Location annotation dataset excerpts
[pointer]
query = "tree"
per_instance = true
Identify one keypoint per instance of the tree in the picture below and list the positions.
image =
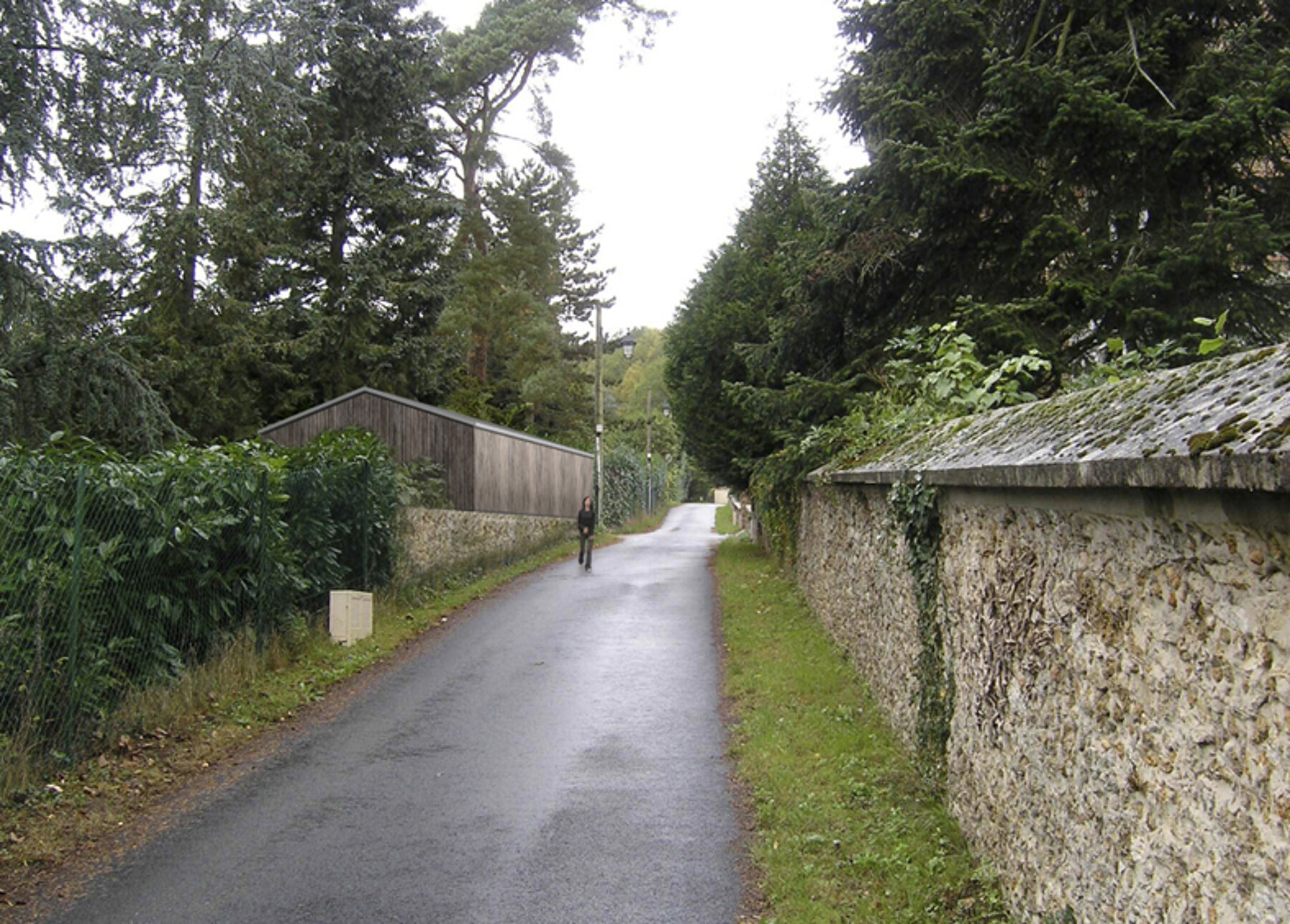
(1062, 174)
(535, 272)
(746, 345)
(489, 66)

**Request**
Convert the material above into a two-column CSV with the headers instruction and answer. Give one row for each entry, with each field in quotes and its line breaks replaced by spaces, and leave out the pictures.

**Result of this exercise**
instruction,answer
"[pointer] query = ""tree"" per_instance = true Identify one keypoint per instance of the tree in the picture below and list the positions. image =","(1062, 174) (535, 272) (746, 345) (489, 66)"